Written exercise
In the records below, find the line holding "the green foliage"; copy it and every line after it to the end, omitting all images.

Material for the task
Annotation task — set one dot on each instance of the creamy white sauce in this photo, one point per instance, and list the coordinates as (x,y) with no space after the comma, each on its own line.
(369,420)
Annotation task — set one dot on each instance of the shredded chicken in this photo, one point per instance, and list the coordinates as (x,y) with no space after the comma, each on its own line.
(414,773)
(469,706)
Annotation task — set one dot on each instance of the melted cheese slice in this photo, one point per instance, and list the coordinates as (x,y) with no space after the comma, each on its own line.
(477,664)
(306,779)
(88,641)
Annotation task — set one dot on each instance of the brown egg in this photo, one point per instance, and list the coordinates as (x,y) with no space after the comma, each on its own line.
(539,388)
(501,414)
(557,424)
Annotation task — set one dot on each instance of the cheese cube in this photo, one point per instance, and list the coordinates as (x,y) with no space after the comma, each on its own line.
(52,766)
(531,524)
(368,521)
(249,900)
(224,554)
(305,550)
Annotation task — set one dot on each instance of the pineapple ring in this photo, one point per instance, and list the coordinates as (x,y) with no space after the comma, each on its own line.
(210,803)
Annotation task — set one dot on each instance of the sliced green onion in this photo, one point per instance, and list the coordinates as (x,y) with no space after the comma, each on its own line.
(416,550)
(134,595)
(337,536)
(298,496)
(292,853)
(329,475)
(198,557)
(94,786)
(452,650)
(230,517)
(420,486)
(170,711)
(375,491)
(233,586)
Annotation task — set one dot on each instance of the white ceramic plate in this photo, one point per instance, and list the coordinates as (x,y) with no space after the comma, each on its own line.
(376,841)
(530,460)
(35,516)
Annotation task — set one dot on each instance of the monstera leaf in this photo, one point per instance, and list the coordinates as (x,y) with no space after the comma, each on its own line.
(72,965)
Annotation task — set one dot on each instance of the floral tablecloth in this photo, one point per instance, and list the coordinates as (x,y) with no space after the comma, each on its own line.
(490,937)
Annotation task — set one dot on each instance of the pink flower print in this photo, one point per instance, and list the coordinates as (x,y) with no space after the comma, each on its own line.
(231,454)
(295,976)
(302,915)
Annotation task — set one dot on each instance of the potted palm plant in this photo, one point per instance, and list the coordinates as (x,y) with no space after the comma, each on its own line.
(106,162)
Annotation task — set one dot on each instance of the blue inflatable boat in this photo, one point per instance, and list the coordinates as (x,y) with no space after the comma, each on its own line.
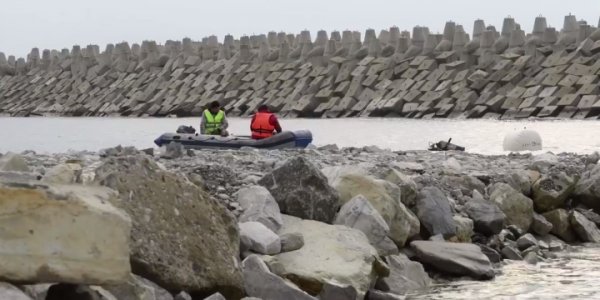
(286,139)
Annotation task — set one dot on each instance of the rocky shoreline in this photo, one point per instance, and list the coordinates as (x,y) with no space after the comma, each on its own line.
(319,223)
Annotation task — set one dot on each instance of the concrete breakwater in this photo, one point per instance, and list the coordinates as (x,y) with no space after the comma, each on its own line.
(491,73)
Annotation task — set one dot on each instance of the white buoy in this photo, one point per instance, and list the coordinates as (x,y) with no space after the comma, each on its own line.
(522,140)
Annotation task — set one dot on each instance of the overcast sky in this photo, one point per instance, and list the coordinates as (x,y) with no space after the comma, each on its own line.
(56,24)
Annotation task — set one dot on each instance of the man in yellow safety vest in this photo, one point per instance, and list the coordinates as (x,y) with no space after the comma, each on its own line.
(214,121)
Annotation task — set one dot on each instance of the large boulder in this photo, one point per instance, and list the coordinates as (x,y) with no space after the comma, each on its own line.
(261,283)
(301,190)
(434,212)
(63,174)
(13,162)
(587,189)
(561,227)
(402,222)
(407,186)
(487,217)
(358,213)
(454,258)
(258,205)
(260,238)
(331,254)
(62,233)
(552,191)
(405,276)
(182,239)
(517,208)
(10,292)
(585,229)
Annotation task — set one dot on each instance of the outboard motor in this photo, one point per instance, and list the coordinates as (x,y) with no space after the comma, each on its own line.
(186,129)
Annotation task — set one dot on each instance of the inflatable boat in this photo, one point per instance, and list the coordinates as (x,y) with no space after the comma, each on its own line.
(286,139)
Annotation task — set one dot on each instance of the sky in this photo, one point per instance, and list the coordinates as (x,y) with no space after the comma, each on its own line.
(57,24)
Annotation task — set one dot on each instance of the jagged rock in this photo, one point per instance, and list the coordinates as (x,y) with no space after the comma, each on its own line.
(259,206)
(587,189)
(552,191)
(332,291)
(487,217)
(89,237)
(183,296)
(260,282)
(402,223)
(407,186)
(464,228)
(561,227)
(434,212)
(331,254)
(291,241)
(517,208)
(306,194)
(511,253)
(216,296)
(13,162)
(177,228)
(405,276)
(10,292)
(454,258)
(262,240)
(63,174)
(585,229)
(358,213)
(526,241)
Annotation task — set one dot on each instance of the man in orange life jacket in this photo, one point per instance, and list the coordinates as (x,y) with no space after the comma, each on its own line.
(264,123)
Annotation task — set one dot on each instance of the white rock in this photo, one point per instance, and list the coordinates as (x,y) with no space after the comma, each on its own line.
(359,214)
(262,239)
(60,233)
(258,205)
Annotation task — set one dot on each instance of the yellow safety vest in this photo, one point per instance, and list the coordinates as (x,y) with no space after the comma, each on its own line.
(213,123)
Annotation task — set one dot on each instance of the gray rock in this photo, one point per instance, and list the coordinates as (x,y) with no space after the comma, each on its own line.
(492,254)
(262,240)
(291,241)
(487,217)
(552,191)
(531,258)
(333,291)
(171,239)
(405,276)
(561,226)
(511,253)
(434,212)
(261,283)
(587,189)
(216,296)
(10,292)
(12,162)
(585,229)
(301,190)
(358,213)
(183,296)
(526,241)
(517,208)
(258,205)
(454,258)
(540,225)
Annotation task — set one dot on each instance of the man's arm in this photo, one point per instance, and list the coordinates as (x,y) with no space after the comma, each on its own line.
(273,120)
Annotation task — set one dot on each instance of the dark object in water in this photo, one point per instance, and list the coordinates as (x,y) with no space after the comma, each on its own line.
(284,140)
(186,129)
(445,146)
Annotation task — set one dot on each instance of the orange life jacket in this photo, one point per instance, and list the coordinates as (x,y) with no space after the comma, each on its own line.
(261,127)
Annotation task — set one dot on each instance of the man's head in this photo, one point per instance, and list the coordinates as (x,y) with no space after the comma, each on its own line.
(214,107)
(263,108)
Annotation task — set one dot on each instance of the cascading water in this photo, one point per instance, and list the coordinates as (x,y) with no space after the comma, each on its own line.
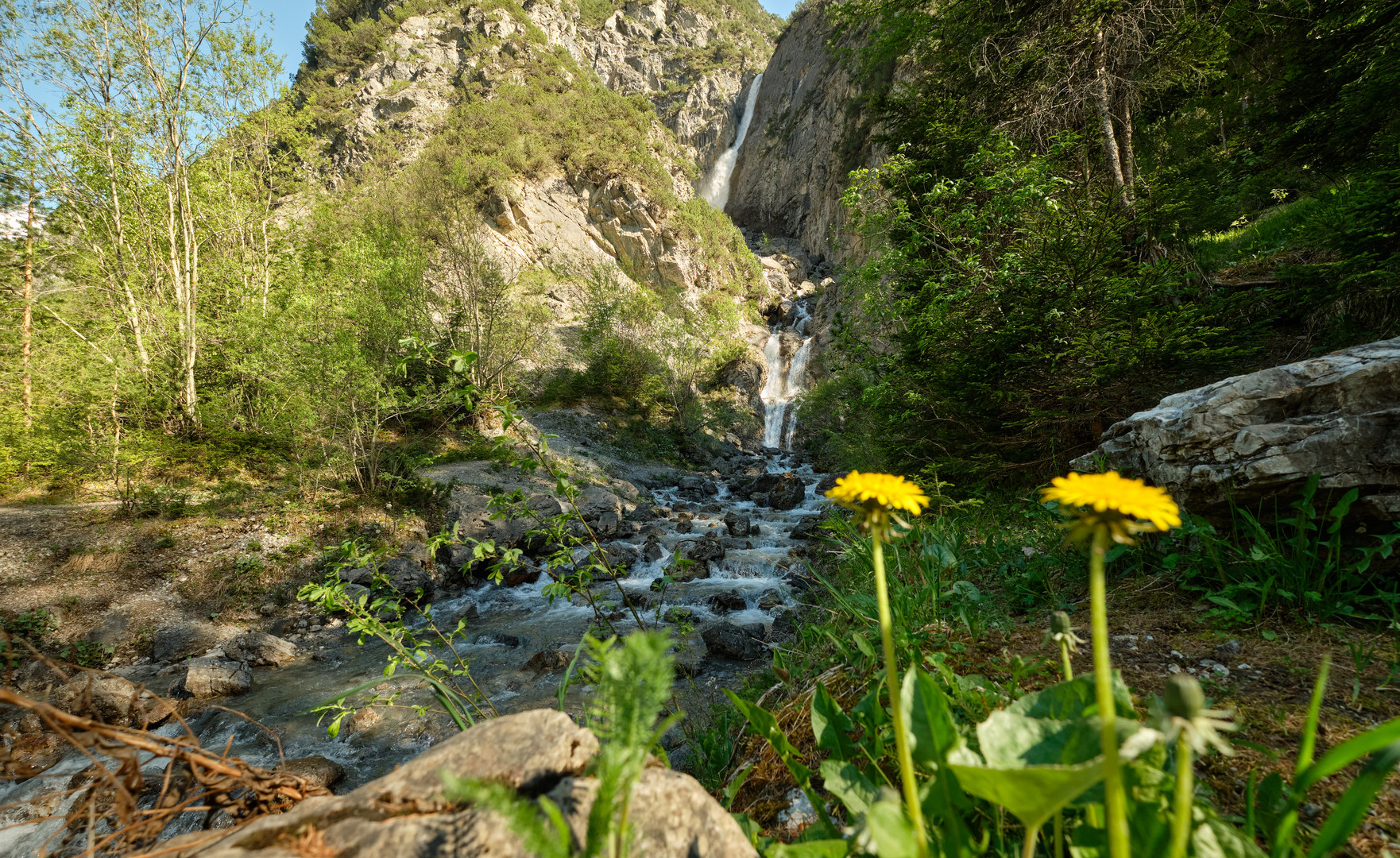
(782,388)
(716,185)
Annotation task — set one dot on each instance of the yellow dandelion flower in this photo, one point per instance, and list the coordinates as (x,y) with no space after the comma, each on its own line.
(880,497)
(1123,505)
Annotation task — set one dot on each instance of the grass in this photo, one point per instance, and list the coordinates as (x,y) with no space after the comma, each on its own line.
(1260,238)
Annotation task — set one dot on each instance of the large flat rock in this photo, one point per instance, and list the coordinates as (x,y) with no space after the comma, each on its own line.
(1258,435)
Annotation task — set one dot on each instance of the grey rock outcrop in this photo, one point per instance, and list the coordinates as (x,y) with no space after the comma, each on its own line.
(804,141)
(258,650)
(405,814)
(740,643)
(1262,435)
(207,678)
(675,817)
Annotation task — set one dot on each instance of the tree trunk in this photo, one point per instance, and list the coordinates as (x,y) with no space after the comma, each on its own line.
(1104,101)
(27,325)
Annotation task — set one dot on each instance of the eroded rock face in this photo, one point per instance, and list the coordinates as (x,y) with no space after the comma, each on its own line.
(258,648)
(405,814)
(804,141)
(1264,433)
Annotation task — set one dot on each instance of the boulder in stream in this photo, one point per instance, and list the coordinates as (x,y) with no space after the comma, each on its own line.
(740,643)
(207,678)
(259,650)
(738,525)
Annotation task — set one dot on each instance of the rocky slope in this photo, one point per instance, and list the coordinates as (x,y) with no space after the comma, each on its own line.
(808,133)
(692,64)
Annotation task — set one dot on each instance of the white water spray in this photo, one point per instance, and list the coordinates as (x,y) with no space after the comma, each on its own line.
(780,389)
(716,185)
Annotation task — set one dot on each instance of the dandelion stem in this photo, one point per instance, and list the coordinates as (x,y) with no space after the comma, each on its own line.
(1115,801)
(906,760)
(1182,805)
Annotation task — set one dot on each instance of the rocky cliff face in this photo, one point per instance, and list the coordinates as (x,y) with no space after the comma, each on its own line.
(690,66)
(808,132)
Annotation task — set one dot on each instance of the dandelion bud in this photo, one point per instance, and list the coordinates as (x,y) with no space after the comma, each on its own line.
(1183,696)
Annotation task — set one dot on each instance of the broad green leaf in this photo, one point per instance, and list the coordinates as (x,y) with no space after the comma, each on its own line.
(1070,700)
(891,829)
(930,721)
(830,725)
(849,784)
(1032,766)
(1356,801)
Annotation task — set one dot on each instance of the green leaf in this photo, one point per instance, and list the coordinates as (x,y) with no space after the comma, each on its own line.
(930,721)
(830,725)
(1356,801)
(1034,766)
(849,784)
(1347,753)
(1074,699)
(891,829)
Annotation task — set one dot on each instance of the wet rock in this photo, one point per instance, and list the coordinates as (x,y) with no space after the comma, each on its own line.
(738,525)
(674,817)
(497,639)
(707,549)
(652,552)
(608,524)
(517,574)
(595,501)
(738,643)
(787,494)
(406,575)
(207,678)
(727,602)
(678,615)
(362,575)
(545,505)
(111,700)
(547,661)
(176,643)
(261,650)
(363,720)
(416,552)
(319,771)
(622,556)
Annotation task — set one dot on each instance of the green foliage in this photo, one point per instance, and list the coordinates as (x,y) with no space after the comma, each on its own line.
(1300,563)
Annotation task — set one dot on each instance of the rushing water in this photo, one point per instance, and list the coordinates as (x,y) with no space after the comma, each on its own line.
(753,569)
(714,187)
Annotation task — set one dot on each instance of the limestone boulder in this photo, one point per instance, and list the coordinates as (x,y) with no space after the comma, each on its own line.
(261,650)
(1263,435)
(207,678)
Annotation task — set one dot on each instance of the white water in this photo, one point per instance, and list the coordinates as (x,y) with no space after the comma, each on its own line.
(716,185)
(780,389)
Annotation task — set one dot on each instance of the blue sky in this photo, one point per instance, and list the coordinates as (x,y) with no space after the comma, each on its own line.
(290,24)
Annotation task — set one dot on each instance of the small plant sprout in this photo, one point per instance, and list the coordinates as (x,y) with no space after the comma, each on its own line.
(1065,634)
(1183,718)
(1105,507)
(878,499)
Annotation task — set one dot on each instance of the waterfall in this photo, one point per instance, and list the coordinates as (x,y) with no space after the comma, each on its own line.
(716,185)
(780,389)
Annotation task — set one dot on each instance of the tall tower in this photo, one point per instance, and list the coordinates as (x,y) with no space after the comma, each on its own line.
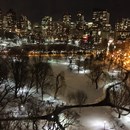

Complete answer
Annotation task — set one dot on each instance of the green foliage in this photo, one point per instance, and list the coordinates as (x,y) with no space after the comma, each on its own line.
(1300,563)
Annotation task — set one dot on each instance of the rushing water in this photo, one point per instance, and list the coordinates as (x,y) with no space after the comma, each on its own line.
(753,569)
(714,187)
Annotation task — set one dot on each instance of the limestone boulder in this photo, one point per instance, and list the coordinates as (x,y) with no space after the comma, each on its own line.
(261,650)
(1263,435)
(207,678)
Annotation task — set one dot on each instance of the white water in this photo, one point per instance, and list the coordinates as (x,y) with no space after the comma, each on its own line.
(716,185)
(780,389)
Annotation task — set one dot on each instance of the blue sky in this photo, one point per instance, and list the coordinates as (x,y) with no space after the comma, each on its own line.
(290,24)
Annotation task — set one dot on each instance of the small plant sprout in this photo, one point per instance, and list the coordinates as (x,y) with no space after the comma, each on its own line.
(1065,634)
(1183,718)
(1105,507)
(878,499)
Annotation task — set one dot on each instance of the waterfall in this photo, one point per instance, and list the coordinates as (x,y) with no space after the comma, each on its own line.
(716,185)
(780,389)
Annotation task — set one dot on each instance of the tall tower in this photo, one point per instance, and list the coordinates as (x,y) with no space after the comma, each on its own line.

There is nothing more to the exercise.